- _Aufgabe_: Schreib den Abschnitt der Rede ab, der mit den Worten „Die Methoden, mit“ anfängt und mit „Mauer zu leben.“ aufhört. Setz dabei „Mahner“ an die Stelle von „Aufklärer“.

- _Textauszug_:
____
"Zwischen Anpassung und Widerspruch. Leben in der Diktatur"

Roland Jahn
Rede Erfurter Landtag
11.11.2011

Ihnen kann ich es ja jetzt eingestehen. Vor Ihnen steht ein Mitglied der „Fuchs-Bande“. So irre war die Stasi, so gefürchtet die Kritik und Analyse von Jürgen Fuchs, das diejenigen, die zu seinem Freundeskreis gehörten, die Fuchs-Bande genannt wurden. Staatsfeindliche Hetzer. Feinde der DDR, als das beschimpften sie uns. Dabei wollten wir doch nichts anderes, als selbstbestimmt leben, in unserer Heimat Thüringen.


Es war Jürgens Buch „Vernehmungsprotokolle“ über seine Erfahrungen im Stasi-Knast, das mir die Kraft gab, durchzuhalten, als ich selber in der Zelle der Stasi saß. Seine Texte wurden zur Überlebenshilfe für viele politische Gefangene. Jürgen Fuchs hat wie kein anderer die Methoden der Stasi analysiert.

Die Methoden, mit denen in psychologischer Kleinarbeit der freie Wille von Menschen zerstört werden sollte. All das im Dienste einer Ideologie, die nicht ertragen konnte, dass Menschen selbstbestimmt leben wollen.

Jürgen Fuchs war ein Aufklärer. Er hat sich nicht unterkriegen lassen. Auch nicht von Diffamierung und Einschüchterung. Er hat sich nicht abgefunden mit dem Unrecht in der DDR. Er hat nicht aufgegeben, obwohl viele Menschen von dem Thema nichts mehr hören wollten. Und am Ende hat er Recht  behalten. Die Mauer ist gefallen.

22 Jahre ist die Maueröffnung, die Öffnung der Grenze durch Deutschland, jetzt schon her. Ein guter Anlass sich an diesem Jahrestag klar zu machen, was Mauer, Stacheldraht und Schießbefehl bedeutet haben. Und was es für die Menschen hieß, in der Diktatur hinter der Mauer zu leben.

Ein Leben in Unfreiheit, ein Leben zwischen Anpassung und Widerspruch. Es darf nicht vergessen werden, dass an dieser  Grenze Menschen erschossen wurden, nur weil sie in Freiheit leben wollten. Und es soll auch nicht vergessen werden, dass es der Mut der Menschen, das es die friedliche Revolution in der DDR war, auch hier in Thüringen, die diese menschenunwürdige Grenze einriss.
____
- _Bereitgestellte Angaben_:
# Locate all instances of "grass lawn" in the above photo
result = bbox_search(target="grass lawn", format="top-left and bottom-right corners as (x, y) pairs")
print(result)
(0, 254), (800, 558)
____
- _Lösung_:
Die Methoden, mit denen in psychologischer Kleinarbeit der freie Wille von Menschen zerstört werden sollte. All das im Dienste einer Ideologie, die nicht ertragen konnte, dass Menschen selbstbestimmt leben wollen.

Jürgen Fuchs war ein Mahner. Er hat sich nicht unterkriegen lassen. Auch nicht von Diffamierung und Einschüchterung. Er hat sich nicht abgefunden mit dem Unrecht in der DDR. Er hat nicht aufgegeben, obwohl viele Menschen von dem Thema nichts mehr hören wollten. Und am Ende hat er Recht  behalten. Die Mauer ist gefallen.

22 Jahre ist die Maueröffnung, die Öffnung der Grenze durch Deutschland, jetzt schon her. Ein guter Anlass sich an diesem Jahrestag klar zu machen, was Mauer, Stacheldraht und Schießbefehl bedeutet haben. Und was es für die Menschen hieß, in der Diktatur hinter der Mauer zu leben.